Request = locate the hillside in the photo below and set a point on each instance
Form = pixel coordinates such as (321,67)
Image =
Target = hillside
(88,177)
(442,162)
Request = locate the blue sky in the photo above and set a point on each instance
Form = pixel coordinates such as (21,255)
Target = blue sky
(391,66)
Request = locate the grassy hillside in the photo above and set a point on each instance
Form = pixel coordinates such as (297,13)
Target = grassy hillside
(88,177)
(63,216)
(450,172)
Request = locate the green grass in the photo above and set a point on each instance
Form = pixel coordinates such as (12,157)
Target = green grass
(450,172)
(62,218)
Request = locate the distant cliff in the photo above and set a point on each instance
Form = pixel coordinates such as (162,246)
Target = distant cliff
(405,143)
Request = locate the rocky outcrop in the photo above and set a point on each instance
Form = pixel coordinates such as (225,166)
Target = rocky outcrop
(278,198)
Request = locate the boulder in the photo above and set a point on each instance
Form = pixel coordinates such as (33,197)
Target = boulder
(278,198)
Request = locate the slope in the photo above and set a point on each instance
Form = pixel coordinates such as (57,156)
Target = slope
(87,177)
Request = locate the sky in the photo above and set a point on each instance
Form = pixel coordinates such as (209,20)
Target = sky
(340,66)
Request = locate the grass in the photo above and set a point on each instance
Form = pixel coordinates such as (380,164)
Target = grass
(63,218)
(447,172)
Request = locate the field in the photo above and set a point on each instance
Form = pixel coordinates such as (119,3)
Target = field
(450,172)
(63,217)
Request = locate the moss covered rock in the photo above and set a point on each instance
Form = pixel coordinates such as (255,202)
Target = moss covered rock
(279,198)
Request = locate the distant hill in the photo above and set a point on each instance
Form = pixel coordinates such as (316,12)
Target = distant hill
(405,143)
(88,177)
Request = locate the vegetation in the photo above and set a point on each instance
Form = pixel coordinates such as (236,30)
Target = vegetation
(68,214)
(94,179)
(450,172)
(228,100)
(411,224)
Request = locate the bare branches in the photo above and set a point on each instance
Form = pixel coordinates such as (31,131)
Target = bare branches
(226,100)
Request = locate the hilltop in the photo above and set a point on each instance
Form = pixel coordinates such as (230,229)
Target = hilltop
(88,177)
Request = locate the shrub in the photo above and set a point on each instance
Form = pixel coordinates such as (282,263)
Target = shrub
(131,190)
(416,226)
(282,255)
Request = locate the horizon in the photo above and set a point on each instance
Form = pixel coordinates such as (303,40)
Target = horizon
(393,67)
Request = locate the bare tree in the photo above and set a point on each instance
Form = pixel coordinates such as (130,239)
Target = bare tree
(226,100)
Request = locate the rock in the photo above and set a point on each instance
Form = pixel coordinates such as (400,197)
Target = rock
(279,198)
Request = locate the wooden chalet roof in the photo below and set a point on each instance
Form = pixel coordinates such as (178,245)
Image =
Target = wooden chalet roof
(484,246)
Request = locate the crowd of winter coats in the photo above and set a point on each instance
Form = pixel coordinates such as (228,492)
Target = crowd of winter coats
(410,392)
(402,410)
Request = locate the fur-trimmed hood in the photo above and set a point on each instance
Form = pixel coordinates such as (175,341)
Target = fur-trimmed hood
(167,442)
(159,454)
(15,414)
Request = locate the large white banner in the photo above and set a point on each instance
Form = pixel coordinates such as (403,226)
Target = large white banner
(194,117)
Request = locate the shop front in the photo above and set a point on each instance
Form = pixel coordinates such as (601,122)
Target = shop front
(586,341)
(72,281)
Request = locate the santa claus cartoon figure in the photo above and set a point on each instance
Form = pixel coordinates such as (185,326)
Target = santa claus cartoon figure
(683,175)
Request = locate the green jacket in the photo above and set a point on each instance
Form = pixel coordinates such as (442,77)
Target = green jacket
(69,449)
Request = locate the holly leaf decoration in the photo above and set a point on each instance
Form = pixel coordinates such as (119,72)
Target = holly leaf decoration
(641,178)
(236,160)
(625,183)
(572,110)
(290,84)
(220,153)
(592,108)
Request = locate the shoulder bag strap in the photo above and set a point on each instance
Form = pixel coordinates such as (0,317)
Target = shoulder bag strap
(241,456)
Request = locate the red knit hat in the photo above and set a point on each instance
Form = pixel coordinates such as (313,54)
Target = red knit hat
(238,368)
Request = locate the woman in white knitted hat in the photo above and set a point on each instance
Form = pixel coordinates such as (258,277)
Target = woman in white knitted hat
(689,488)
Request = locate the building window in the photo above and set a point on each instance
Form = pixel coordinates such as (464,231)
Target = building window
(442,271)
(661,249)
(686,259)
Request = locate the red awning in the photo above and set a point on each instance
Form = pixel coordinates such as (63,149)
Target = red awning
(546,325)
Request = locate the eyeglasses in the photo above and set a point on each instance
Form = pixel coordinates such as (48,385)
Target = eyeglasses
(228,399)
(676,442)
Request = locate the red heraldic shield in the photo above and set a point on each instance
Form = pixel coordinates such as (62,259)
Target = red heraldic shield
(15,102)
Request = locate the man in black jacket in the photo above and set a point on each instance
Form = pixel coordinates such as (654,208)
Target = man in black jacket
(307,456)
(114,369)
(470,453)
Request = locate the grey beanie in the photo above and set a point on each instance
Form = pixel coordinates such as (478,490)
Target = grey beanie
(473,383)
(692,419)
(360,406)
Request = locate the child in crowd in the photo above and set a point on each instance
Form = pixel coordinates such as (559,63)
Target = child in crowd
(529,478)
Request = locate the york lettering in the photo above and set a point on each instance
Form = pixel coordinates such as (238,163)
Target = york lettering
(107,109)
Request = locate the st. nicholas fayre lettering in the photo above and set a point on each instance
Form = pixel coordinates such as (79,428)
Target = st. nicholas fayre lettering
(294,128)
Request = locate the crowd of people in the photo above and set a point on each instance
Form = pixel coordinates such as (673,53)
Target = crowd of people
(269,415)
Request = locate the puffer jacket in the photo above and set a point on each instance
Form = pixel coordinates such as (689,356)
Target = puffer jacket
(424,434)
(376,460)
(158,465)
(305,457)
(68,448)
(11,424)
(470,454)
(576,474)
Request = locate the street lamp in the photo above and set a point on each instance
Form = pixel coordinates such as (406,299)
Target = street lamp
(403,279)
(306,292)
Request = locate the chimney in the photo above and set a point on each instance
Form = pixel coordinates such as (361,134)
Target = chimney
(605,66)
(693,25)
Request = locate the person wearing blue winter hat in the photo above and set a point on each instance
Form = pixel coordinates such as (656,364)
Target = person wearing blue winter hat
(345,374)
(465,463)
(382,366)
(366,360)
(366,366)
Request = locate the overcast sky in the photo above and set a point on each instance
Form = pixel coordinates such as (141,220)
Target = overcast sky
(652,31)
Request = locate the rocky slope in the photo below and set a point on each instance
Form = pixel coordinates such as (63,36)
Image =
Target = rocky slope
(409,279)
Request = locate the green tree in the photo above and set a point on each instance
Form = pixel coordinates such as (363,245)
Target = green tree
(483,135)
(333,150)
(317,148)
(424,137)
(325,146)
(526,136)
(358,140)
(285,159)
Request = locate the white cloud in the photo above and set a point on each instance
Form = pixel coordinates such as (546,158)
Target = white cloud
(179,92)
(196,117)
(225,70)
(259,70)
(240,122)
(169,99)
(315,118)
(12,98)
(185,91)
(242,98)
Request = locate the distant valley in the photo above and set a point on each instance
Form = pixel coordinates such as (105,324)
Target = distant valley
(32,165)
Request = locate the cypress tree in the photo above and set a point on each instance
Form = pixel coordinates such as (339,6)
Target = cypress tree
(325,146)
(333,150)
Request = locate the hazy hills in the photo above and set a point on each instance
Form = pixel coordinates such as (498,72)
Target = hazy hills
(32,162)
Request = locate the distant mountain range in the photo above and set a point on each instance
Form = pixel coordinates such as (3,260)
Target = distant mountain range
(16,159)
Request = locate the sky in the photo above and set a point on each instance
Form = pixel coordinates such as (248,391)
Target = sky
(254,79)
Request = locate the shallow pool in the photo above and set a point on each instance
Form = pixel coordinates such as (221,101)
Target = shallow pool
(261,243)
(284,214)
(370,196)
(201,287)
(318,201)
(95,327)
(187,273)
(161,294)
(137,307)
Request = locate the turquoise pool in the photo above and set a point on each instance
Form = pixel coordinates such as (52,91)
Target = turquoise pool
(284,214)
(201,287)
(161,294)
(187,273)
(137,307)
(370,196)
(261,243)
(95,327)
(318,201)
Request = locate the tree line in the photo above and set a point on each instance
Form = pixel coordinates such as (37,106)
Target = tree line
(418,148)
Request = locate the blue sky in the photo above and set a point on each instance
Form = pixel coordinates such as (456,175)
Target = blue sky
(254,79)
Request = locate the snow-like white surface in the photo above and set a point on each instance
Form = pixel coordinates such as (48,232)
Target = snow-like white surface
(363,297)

PROMPT:
Format the records from the line with "Request = locate the turquoise" through the end of the records as a two-column CSV with the header input,output. Give one row per record, with the record's text under input and its answer under output. Put each value in a single quoted field, with line breaks replaced by spaces.

CORRECT OUTPUT:
input,output
"Request = locate the turquoise pool in the photo above and set a point on each instance Form = pixel coordinates such as (52,91) Target = turquoise pool","(284,214) (201,287) (161,294) (187,273) (137,307) (370,196) (261,243) (95,327) (318,201)"
"Request = locate the tree line in the photo above and set a point on each instance Form = pixel coordinates such as (37,106) Target = tree line","(418,148)"
"Request = locate the blue sky in the photo above and set a point on each instance Form = pixel coordinates such as (456,175) Target = blue sky","(254,79)"
"Request = locate the snow-like white surface in the photo above and set a point on each instance Form = pixel coordinates such as (48,232) Target = snow-like white surface","(363,297)"